__Stated goal__. Here are some records; return them all exactly.
○ ○ ○ ○
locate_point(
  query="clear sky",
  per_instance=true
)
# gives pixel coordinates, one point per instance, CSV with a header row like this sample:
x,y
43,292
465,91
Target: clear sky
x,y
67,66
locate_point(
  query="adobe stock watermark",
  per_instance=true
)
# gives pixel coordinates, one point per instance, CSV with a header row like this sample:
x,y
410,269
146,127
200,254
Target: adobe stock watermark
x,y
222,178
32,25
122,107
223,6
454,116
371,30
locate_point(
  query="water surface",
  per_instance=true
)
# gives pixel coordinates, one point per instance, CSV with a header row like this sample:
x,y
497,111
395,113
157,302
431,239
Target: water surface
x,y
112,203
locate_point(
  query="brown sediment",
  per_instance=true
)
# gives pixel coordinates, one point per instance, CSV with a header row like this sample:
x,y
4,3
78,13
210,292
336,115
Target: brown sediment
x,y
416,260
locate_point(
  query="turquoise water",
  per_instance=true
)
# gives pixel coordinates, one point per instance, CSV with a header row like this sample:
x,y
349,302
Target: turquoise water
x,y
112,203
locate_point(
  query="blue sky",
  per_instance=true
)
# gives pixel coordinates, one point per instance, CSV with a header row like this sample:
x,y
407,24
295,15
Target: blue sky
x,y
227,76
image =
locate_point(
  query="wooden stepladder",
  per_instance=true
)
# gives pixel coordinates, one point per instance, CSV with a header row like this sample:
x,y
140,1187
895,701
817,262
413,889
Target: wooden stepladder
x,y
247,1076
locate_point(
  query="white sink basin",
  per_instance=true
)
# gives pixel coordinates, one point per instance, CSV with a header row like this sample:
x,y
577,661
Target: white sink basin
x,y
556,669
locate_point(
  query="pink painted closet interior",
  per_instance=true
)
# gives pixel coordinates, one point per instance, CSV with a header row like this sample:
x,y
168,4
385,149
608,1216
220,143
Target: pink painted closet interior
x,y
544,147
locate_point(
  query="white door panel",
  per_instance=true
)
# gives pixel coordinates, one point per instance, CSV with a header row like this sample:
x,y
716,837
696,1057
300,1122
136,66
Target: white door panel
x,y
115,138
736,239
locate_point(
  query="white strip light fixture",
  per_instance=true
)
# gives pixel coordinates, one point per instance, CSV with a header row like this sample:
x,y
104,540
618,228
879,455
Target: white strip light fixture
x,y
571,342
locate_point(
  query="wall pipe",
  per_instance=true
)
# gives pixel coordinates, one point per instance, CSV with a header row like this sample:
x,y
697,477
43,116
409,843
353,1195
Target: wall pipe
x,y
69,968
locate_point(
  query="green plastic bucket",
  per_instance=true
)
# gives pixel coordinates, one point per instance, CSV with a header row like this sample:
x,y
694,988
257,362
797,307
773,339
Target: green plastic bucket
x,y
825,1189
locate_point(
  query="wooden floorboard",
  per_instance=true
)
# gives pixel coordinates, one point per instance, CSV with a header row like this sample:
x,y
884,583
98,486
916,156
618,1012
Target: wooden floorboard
○ ○ ○ ○
__Output of the exercise__.
locate_point(
  query="clear sky",
  per_instance=true
)
# gives pixel coordinates, one point per instance, CSV with a header row like this sample:
x,y
43,292
465,91
Target: clear sky
x,y
67,66
locate_point(
  query="adobe stock watermark",
  per_instance=true
)
# gives pixel coordinates, one point per instance, CSV with a header row like this sample:
x,y
410,269
146,127
200,254
Target: adobe stock watermark
x,y
222,178
32,25
122,107
223,6
454,116
371,30
locate_point(
  query="water surface",
  per_instance=true
)
# gives pixel coordinates, one point per instance, CSV with a header row like this sample:
x,y
497,111
395,113
157,302
431,239
Target: water surface
x,y
112,203
locate_point(
  query="brown sediment",
  per_instance=true
)
# gives pixel coordinates, one point per instance, CSV with a header row like this sample:
x,y
4,3
78,13
210,292
336,115
Target: brown sediment
x,y
416,260
locate_point(
  query="turquoise water",
  per_instance=true
)
# gives pixel coordinates, one point per instance, CSV with a header row like this sample:
x,y
349,302
Target: turquoise water
x,y
112,203
locate_point(
  query="blue sky",
  per_instance=true
)
# gives pixel coordinates, one point per instance, CSV with a header row like this sample:
x,y
407,24
295,15
Target: blue sky
x,y
227,76
image =
locate_point(
  query="wooden stepladder",
  per_instance=true
)
# gives pixel coordinates, one point per instance, CSV with a header row like this sample:
x,y
140,1187
895,701
817,262
413,889
Target: wooden stepladder
x,y
247,1076
locate_point(
  query="white sink basin",
  per_instance=true
)
# gives pixel coordinates, one point per instance, CSV with a header row like this sample:
x,y
577,661
Target: white sink basin
x,y
556,669
locate_point(
  query="pink painted closet interior",
  per_instance=true
)
# gives pixel coordinates, one point per instance, CSV with a header row like this sample:
x,y
168,4
385,149
608,1216
220,143
Target: pink painted closet interior
x,y
544,147
locate_point(
  query="white door panel",
  per_instance=true
)
# gives pixel coordinates, one point per instance, CSV with a header row like this sample:
x,y
716,837
696,1057
300,1122
136,66
Target: white door panel
x,y
115,138
736,239
locate_point(
  query="white strip light fixture",
  per_instance=true
)
# gives pixel coordinates, one point per instance, CSV with a header row like this sample:
x,y
104,540
618,228
879,455
Target: white strip light fixture
x,y
571,342
locate_point(
  query="wall pipe",
  per_instance=true
)
# gives pixel coordinates, one point per instance, CSV with a header row like this sample:
x,y
697,477
43,116
409,843
353,1195
Target: wall pipe
x,y
69,968
locate_point(
  query="green plastic bucket",
  per_instance=true
)
# gives pixel coordinates, one point per instance, CSV with a header row like this sample:
x,y
694,988
257,362
797,307
773,339
Target: green plastic bucket
x,y
825,1189
locate_point(
  query="wooden floorboard",
  per_instance=true
)
# gives pixel coordinates, one point per instance, CSV with a header row like this sample:
x,y
884,583
98,486
916,156
618,1012
Target: wooden floorboard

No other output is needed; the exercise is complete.